Natural-language object grounding data:
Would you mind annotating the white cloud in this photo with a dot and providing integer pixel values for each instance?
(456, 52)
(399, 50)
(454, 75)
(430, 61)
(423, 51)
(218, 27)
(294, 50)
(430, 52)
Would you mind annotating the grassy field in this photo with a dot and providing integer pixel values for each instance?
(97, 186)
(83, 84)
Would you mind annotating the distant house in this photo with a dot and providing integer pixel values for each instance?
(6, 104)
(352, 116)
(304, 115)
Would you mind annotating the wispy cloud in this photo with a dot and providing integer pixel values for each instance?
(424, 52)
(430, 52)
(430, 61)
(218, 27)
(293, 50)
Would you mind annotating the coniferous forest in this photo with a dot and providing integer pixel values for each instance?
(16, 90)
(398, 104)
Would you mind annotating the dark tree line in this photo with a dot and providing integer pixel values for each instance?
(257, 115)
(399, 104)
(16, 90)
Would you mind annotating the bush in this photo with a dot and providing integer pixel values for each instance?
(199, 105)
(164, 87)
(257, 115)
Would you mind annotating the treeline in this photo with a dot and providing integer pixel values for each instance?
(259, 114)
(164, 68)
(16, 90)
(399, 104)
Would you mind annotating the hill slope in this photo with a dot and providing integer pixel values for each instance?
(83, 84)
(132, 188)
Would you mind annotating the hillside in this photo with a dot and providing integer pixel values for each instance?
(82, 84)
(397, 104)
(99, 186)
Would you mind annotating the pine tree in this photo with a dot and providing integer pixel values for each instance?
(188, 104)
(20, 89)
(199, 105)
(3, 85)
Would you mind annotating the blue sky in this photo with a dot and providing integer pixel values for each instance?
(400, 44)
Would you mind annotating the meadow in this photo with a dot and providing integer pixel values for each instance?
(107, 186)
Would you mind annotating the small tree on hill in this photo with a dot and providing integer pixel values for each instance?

What you are asked to do: Output every entry word for word.

Task response:
Would you mind annotating the white cloud in this photo with a dot and providing integer pixel values for each instance?
(456, 52)
(399, 50)
(454, 75)
(430, 61)
(423, 51)
(218, 27)
(294, 50)
(430, 52)
Would you mind annotating the grassy field in this photo with a dot and providing integer pixel values for each instance?
(97, 186)
(83, 84)
Would you mind annotating the distant house in this photo with a dot and providing integer pixel values for each instance?
(6, 104)
(352, 116)
(304, 115)
Would you mind annotating the wispy cloud in this photo with a dot and providing integer pixel values for each instance?
(424, 52)
(430, 52)
(430, 61)
(218, 27)
(293, 50)
Would you mind annotating the coniferous forest in this photo with a dot and providing integer pixel values for each instance?
(16, 90)
(398, 104)
Would you mind annotating the dark tree line in this photo with a dot and providing integer pixel values for each instance?
(257, 115)
(399, 104)
(16, 90)
Would you mind annotating the bush in this photo with a dot and providing integer pixel values for each instance?
(199, 105)
(164, 87)
(257, 115)
Would you mind annotating the treeline in this photo with a dot and providing integer pixel values for each instance?
(259, 114)
(164, 68)
(16, 90)
(399, 104)
Would you mind annotating the hill slope in this photo with a dot and providing integer pixel values for each instance?
(83, 84)
(132, 188)
Would you mind annotating the hillside in this photo with a dot and providing integer pixel values for each instance?
(82, 84)
(397, 104)
(99, 186)
Would you mind annotating the pine tree in this photo with a dot and providing integer pixel values for each instance?
(188, 104)
(20, 89)
(199, 105)
(3, 85)
Would you mind annotating the blue sky in this photo with a dot and providing integer pixel values for each instance?
(400, 44)
Would you mind annotating the meadow in this photo with a dot and providing integer pixel values for each instance?
(107, 186)
Would you mind annotating the small tree on hill in this photo with a dot and providing integer pixel values for each instance?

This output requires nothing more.